I love being a YMN Facilitator, though it hasn’t been all easy.  When I was asked to serve I thought I knew what I was getting into.  After all, I was there when the job description was written.  Marti Burger put together a meeting of longtime youth workers to discuss the state and future of the then active Frontline Coaches program.  We prayed a lot, we threw around some crazy ideas, and we managed tense situations when we didn’t exactly agree.  The driving question for our discussion was, “How do we best care for youth workers and ministries?”  All of us had come from a different conference so each had a unique perspective on how to answer this question.  Ultimately Marti was able to synthesize our whiteboard full of ideas to something that made sense.  Each conference needed a person to help facilitate a network of youth workers and ministries to be known, connected and resourced.  I left the meeting encouraged by what this could mean for the North Pacific Conference.

Here in the NorPac we had already put together a Youth Commission that watched over our retreats and worked with the Frontline Coaches to care for youth workers.  I have served on this commission since before it was an official commission and saw how this new initiative could give it new life.  The NorPac is a great conference full of awesome youth workers, and we could only benefit from being better known, resourced and connected.  I am not the longest tenured, nor the wisest youth worker in the NorPac, yet I was asked to serve as our Network Facilitator.  For me this was an exciting and challenging opportunity.  The biggest challenge was getting to know the rest of the conference.  I had really enjoyed getting to know my local cluster in Portland and the rest of Oregon, and though I was good friends with the others on the Youth Commission, there were still three other states that I needed to get to know.

This experience has been very encouraging for me.  Recruiting and working with Network Leaders has been the best.  They are so dedicated to our conference youth workers it is has been a joy to work with them.  I have really enjoyed getting to know churches in our conference as well.  Every time I do, I find youth workers there that are dedicated to student ministry in fascinating ways.  There are full time, part time and volunteer youth workers whose passion is so strong that it encourages and challenges me.  There are        more long term youth workers than ever who are more interested in serving youth than climbing ladders.  There are new youth workers with great ideas that are changing the face of youth ministry. It has also been exciting to be get a better view of other conference ministries.

RECORDED DATA:
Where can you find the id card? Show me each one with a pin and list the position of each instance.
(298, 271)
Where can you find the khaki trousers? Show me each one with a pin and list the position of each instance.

DIRECTIONS:
1. Reproduce verbatim the portion of the YMN Facilitator account starting at "This experience has" and ending at "other conference ministries.".
2. According to the YMN Facilitator account, which part of the experience has been the best?
3. Extend the YMN Facilitator account, picking up after its final sentence.
The data was drawn from a separate source.

ANSWER LIST:
1.
This experience has been very encouraging for me.  Recruiting and working with Network Leaders has been the best.  They are so dedicated to our conference youth workers it is has been a joy to work with them.  I have really enjoyed getting to know churches in our conference as well.  Every time I do, I find youth workers there that are dedicated to student ministry in fascinating ways.  There are full time, part time and volunteer youth workers whose passion is so strong that it encourages and challenges me.  There are        more long term youth workers than ever who are more interested in serving youth than climbing ladders.  There are new youth workers with great ideas that are changing the face of youth ministry. It has also been exciting to be get a better view of other conference ministries.

2. Recruiting and working with Network Leaders.

3.
There have been a few discouraging moments.  Connecting has been harder than I expected because we are all busy and often spread out.  I naively thought, “We will just set up these cluster gatherings and everyone will come.”  It has been a bit harder than that.  Some clusters have thrived, but others haven’t even gotten off the ground.  The other discouragement has come from watching churches struggle.  Our country’s financial problems have translated into churches having less money for their youth ministries.  Full time positions are being replaced by half time ones, and half time ones are being replaced by volunteers.  More and more full time youth workers are having other duties added to their already full job descriptions. For better or worse, vocational youth ministry is changing.

As we head into year two of this Youth Ministry Network I have been asking myself, “What’s next” for the North Pacific Conference.  I would love to see our network aid youth workers and youth ministries in adapting to the changes that are taking place, integrating with the larger church, training student leaders, gathering and developing young adults, addressing relevant cultural issues and navigating the future of vocational youth ministry.  This is a daunting list.  Like all conferences, we have a lot going for us, but also face steep challenges.  The one clear thing I have learned from being a Network Facilitator over the past year is that not one of us can overcome these challenges alone.  We will need to network together to be known, connected and resourced.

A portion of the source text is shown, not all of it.